Source document -
┌──
In our last post we showed it was possible to encapsulate plant protoplasts. The next step is to couple encapsulation to analysis of fluorescence. This is important as it will allow us to measure the abundance of a given fluorescent protein if we want to test the strength of a promoter or the output of a genetic circuit. Additionally, the technique could be used to measure the amount of a particular chemical produced by cells in each droplet (such as ethanol) if we wanted to test novel metabolic pathways.
To do this we are using a laser setup in Chris Abell's lab shown in Figure 1.
Figure 1: Laser setup for analysis of protoplast fluorescence. Courtesy of Dr. Sara Abalde-Cela. Photomultiplier tube (PMT). |
We use the laser beam to illuminate each droplet at a particular wavelength as it passes through the microfluidic device. The choice of wavelength is dependent on the molecule you wish to detect and the experimental conditions (such as pH), (a great online tool with detailed information about the parameters for fluorescent proteins can be found here).
Photons from the laser beam are absorbed by chemicals and re-emitted in a process known fluorescence, which can then be read by a detector. Fluorescence is often found in nature (Figure 2), and use of a protein from jelly fish (known as green fluorescent protein 'GFP') for visualization of biological processes has become so vital to biological research it was awarded the Nobel Prize for Chemistry in 2008.
For our first test run we used the principle of chlorophyll autofluorescence (Figure 3). Chlorophyll is one of the molecules that photosynthetic organisms use to absorb sunlight, and when an excess amount of light is absorbed, chlorophyll molecules fluoresce.
└──
Task goal -
Continue the post on measuring protoplast fluorescence in droplets, picking up right after its last sentence about chlorophyll molecules fluorescing.

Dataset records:
┌──
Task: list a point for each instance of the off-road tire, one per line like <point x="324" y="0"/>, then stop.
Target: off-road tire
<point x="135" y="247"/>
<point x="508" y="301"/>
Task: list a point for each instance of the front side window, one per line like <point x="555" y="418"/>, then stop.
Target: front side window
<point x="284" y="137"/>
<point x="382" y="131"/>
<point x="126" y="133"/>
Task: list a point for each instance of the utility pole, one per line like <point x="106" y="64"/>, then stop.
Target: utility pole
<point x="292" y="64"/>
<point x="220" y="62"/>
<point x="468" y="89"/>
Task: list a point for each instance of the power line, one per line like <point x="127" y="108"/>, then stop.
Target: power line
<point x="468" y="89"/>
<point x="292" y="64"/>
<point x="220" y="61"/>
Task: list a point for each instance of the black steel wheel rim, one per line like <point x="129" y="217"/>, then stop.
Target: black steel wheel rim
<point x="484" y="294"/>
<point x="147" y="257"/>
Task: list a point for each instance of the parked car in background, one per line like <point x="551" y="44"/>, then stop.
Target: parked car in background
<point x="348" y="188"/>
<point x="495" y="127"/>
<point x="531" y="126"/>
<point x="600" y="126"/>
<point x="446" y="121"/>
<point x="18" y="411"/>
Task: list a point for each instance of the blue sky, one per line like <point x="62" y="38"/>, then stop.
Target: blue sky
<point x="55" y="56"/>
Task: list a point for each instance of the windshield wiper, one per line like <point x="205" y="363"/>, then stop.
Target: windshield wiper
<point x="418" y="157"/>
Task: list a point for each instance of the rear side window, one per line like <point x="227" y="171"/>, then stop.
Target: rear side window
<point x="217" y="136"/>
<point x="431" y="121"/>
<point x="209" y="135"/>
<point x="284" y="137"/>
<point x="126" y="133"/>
└──
Response -
Figure 3: Absorption spectra of chlorophyll a and b, the two main photosynthetic pigments in higher plants. http://www.austincc.edu/biocr/1406/labm/ex7/prelab_7_4.htm |
This gives us a nice proxy for presence or protoplasts within a droplet, and using fluorescence intensity we were were determine which droplets were empty, contained intact protoplasts or ruptured cells (Figure 4).
Figure 4: Measurement of chlorophyll fluorescence as droplets pass through the laser set up (Time/s). |
This was very exciting as it means we can now expand this approach to analyse fluorescence at a wide range of wavelengths, providing the basis for our test. Further, the fluorescence signal intensity can potentially be used to sort droplets.
"@jimhaseloff: A fully encapsulated story from PLOS blogger Steven Burgess (https://t.co/oL8TfjnrC2) pic.twitter.com/H3Ilw1dtHN" @sjb015— Susana Sauret-Gueto (@SusanaSaGu) 28 July 2016
We presented our project at the OpenPlant Forum in July. It was encouraging to see the excitement the work generated and we had a number of good discussions with people about improving the quality of our protoplasts.
Following on from this we will be teaming up with Dr. Oleg Raitskin at the Earlham Institute to couple fluorescence analysis to protoplast transformation.